## Entries supplied
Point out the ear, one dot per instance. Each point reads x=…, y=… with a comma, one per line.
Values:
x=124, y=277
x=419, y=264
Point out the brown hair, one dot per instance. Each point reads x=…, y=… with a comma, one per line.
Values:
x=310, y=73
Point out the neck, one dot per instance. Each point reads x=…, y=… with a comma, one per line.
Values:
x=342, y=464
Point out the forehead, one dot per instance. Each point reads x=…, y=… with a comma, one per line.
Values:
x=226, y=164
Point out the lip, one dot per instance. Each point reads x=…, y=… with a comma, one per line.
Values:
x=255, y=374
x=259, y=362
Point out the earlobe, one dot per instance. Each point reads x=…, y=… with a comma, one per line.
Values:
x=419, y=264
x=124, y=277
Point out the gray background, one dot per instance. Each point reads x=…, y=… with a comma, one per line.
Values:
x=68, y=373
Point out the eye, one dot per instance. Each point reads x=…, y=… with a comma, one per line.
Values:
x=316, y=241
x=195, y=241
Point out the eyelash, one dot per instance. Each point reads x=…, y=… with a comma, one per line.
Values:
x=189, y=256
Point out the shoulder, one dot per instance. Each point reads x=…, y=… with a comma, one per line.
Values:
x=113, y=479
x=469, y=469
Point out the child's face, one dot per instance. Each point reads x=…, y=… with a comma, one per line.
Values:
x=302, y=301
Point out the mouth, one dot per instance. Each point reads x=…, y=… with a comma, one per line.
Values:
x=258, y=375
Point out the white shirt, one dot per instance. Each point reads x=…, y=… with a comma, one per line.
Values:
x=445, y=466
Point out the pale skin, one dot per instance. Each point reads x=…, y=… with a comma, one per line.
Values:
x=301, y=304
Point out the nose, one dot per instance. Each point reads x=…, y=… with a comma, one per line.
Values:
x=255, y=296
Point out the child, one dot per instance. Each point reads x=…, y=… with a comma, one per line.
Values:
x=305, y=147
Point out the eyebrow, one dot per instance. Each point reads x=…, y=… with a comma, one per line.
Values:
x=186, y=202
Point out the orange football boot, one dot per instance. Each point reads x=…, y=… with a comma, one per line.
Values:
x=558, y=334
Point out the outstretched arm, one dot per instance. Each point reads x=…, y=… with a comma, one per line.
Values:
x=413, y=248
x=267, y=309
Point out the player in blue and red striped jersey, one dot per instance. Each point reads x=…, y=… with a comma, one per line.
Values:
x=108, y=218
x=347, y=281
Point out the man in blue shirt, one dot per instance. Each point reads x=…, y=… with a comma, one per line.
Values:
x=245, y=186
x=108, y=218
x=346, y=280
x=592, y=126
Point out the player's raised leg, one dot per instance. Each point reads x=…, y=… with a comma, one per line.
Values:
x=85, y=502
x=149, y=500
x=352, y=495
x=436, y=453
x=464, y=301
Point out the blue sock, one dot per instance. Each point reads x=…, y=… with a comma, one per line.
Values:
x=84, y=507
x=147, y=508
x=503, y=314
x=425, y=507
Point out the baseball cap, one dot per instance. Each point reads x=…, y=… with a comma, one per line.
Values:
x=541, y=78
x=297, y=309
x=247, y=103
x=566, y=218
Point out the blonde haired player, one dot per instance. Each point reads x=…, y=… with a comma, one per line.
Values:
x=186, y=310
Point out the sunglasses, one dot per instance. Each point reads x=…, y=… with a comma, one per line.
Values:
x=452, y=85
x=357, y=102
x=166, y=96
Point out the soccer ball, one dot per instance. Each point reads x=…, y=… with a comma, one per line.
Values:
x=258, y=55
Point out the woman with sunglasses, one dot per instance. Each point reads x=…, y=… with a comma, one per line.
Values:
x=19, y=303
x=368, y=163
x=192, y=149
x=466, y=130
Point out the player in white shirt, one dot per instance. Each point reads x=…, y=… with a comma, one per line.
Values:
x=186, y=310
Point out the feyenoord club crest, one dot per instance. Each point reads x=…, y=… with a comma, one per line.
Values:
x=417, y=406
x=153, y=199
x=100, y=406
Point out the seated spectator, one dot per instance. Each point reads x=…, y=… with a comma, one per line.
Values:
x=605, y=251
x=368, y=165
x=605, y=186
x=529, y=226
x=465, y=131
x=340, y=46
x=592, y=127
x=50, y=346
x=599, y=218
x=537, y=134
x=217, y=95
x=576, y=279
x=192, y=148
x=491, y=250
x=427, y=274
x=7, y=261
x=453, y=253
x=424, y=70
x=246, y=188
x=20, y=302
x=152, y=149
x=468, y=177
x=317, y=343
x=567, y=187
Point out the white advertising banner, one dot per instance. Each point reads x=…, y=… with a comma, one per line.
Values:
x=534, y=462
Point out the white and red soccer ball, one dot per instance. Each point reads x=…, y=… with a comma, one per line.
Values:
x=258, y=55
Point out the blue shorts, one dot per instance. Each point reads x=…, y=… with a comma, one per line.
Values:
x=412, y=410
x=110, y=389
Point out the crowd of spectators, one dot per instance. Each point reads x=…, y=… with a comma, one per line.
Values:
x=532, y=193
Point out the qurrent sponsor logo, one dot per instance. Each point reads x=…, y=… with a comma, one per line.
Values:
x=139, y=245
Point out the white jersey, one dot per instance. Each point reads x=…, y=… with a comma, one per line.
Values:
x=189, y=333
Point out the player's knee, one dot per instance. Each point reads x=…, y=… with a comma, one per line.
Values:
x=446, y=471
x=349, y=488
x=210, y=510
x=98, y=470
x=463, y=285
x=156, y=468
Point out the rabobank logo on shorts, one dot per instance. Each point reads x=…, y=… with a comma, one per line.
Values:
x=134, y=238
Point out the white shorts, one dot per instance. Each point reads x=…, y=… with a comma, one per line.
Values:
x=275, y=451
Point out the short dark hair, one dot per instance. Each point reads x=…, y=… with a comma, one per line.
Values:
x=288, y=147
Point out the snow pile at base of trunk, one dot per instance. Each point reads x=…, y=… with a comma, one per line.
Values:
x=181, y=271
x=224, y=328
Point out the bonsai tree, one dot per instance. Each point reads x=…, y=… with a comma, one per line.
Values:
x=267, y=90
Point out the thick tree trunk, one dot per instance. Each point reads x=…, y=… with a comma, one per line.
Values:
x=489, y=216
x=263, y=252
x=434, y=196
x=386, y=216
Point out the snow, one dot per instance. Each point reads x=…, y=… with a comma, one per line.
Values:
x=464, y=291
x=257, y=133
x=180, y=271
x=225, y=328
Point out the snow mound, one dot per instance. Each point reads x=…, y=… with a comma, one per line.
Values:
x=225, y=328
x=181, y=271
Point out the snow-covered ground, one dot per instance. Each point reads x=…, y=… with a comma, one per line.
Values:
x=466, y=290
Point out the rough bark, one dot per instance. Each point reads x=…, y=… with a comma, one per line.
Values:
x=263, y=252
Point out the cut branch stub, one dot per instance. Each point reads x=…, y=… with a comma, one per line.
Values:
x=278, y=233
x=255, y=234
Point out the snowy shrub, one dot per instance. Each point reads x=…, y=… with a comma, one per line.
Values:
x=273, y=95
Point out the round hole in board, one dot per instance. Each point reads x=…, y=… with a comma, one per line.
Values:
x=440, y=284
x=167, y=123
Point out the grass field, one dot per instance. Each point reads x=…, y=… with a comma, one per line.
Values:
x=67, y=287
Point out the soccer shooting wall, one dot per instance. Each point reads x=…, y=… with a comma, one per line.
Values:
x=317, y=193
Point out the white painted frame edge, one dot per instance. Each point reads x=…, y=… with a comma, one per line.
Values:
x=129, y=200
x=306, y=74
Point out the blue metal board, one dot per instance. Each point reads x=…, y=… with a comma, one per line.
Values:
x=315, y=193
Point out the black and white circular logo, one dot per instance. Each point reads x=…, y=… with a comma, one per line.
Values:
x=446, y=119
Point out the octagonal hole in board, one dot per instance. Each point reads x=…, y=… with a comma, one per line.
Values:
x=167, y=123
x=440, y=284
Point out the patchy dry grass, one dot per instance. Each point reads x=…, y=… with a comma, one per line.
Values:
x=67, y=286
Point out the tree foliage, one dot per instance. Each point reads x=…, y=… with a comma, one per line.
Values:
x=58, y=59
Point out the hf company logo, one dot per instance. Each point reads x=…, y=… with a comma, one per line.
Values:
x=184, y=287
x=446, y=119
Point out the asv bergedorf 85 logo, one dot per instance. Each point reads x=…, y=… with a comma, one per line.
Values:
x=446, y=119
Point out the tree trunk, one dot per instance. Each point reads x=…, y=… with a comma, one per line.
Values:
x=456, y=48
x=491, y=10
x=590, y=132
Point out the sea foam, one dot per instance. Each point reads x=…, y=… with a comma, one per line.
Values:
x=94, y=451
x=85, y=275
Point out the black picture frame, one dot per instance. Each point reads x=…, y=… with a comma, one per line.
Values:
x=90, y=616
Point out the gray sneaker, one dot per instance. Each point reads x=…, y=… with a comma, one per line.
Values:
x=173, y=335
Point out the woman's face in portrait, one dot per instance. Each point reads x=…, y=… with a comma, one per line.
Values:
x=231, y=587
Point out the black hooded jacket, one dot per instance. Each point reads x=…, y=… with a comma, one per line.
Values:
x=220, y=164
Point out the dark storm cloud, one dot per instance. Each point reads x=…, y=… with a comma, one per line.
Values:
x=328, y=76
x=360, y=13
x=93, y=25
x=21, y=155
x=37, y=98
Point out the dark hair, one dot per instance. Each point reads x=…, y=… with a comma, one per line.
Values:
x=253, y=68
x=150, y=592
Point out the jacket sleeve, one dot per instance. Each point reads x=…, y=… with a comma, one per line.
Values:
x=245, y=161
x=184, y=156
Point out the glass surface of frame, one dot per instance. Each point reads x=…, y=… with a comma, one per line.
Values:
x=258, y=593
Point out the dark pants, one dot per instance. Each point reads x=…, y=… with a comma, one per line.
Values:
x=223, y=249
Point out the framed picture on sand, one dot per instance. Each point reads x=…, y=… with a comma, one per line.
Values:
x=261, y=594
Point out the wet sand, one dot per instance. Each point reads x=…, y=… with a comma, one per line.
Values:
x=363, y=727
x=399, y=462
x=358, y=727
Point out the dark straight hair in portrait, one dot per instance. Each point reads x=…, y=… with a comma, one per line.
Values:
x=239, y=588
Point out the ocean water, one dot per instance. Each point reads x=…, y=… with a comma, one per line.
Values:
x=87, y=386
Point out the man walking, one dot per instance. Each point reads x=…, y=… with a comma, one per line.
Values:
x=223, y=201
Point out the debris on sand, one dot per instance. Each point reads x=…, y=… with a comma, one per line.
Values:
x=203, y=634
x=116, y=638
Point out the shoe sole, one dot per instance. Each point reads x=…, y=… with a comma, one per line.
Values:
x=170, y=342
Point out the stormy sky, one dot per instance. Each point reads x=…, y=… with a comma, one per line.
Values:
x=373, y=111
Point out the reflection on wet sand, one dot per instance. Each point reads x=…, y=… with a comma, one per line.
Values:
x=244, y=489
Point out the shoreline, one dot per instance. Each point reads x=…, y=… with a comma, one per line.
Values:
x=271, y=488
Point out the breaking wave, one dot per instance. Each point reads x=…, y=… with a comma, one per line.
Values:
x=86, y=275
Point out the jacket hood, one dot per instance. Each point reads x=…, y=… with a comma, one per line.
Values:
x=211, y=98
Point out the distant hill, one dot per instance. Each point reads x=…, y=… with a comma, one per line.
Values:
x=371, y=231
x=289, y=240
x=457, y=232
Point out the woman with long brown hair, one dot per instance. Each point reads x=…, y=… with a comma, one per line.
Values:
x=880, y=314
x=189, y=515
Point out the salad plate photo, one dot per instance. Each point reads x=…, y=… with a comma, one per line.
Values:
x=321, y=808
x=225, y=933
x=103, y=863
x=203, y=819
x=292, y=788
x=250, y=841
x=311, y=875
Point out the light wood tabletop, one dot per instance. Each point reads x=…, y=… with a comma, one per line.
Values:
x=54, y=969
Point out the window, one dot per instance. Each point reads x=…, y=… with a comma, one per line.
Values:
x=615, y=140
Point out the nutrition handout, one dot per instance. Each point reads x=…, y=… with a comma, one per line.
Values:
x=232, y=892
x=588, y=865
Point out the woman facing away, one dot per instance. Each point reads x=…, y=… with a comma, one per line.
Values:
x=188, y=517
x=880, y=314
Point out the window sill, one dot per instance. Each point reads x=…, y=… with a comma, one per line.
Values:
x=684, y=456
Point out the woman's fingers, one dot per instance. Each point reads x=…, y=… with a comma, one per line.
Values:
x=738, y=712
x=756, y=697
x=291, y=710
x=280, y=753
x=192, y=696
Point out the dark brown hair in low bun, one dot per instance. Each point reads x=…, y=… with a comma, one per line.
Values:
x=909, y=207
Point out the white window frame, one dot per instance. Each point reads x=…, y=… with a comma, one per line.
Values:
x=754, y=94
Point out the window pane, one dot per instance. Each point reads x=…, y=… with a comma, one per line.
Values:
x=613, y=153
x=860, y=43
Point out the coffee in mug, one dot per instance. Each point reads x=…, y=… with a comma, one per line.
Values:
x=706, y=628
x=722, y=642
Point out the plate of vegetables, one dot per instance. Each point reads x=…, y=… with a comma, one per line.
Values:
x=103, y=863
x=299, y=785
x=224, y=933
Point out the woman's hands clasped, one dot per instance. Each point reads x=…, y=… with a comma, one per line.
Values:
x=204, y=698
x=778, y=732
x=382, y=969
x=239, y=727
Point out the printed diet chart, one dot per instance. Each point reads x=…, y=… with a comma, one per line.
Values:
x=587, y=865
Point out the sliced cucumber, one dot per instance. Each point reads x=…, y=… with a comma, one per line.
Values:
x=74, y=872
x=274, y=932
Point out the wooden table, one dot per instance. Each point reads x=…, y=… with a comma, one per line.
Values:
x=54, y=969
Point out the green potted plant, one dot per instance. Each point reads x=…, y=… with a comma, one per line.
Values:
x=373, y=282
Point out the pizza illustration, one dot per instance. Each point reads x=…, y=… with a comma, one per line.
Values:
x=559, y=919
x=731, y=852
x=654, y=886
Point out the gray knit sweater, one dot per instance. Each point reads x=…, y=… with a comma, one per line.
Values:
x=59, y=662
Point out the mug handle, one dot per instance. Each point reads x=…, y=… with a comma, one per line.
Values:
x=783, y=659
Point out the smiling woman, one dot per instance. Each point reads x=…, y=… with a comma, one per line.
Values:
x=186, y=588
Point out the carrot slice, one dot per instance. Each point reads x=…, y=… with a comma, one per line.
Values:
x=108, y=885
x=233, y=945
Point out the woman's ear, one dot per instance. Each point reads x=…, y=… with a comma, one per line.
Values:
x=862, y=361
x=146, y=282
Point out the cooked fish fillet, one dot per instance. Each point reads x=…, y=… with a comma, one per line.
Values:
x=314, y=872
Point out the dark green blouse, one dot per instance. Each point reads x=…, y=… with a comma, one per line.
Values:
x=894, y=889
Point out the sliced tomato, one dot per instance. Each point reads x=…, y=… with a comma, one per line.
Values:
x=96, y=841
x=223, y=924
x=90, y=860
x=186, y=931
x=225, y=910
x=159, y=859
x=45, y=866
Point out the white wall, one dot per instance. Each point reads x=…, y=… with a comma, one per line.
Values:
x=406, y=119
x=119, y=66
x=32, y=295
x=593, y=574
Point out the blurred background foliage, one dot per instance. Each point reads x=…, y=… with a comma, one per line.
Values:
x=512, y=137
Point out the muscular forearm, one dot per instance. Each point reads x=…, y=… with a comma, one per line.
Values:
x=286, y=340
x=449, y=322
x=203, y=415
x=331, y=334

## The problem
Copy exactly the lines of the listing above, beginning at the line with "Point out the cooked" and ending at its final line; write out nothing else.

## Output of the task
Point out the cooked fish fillet, one dot per instance. Each point reads x=…, y=… with a comma, one per line.
Values:
x=314, y=872
Point out the dark green blouse, one dot per instance. Each point reads x=…, y=… with a comma, one per line.
Values:
x=894, y=889
Point out the sliced tomato, one dot per instance. Each point reads x=…, y=… with a comma, one per line.
Values:
x=96, y=841
x=223, y=924
x=90, y=860
x=186, y=931
x=225, y=910
x=159, y=859
x=45, y=866
Point out the white wall, one dot per instance. Each point reads x=…, y=… with a comma, one per line.
Values:
x=406, y=119
x=119, y=66
x=32, y=295
x=593, y=574
Point out the blurred background foliage, one dot per instance. Each point reads x=…, y=… with a comma, one per line.
Values:
x=512, y=137
Point out the muscular forearm, one dot per instance. Each point reads x=…, y=… with a comma, one per line.
Values:
x=286, y=340
x=449, y=322
x=203, y=415
x=331, y=334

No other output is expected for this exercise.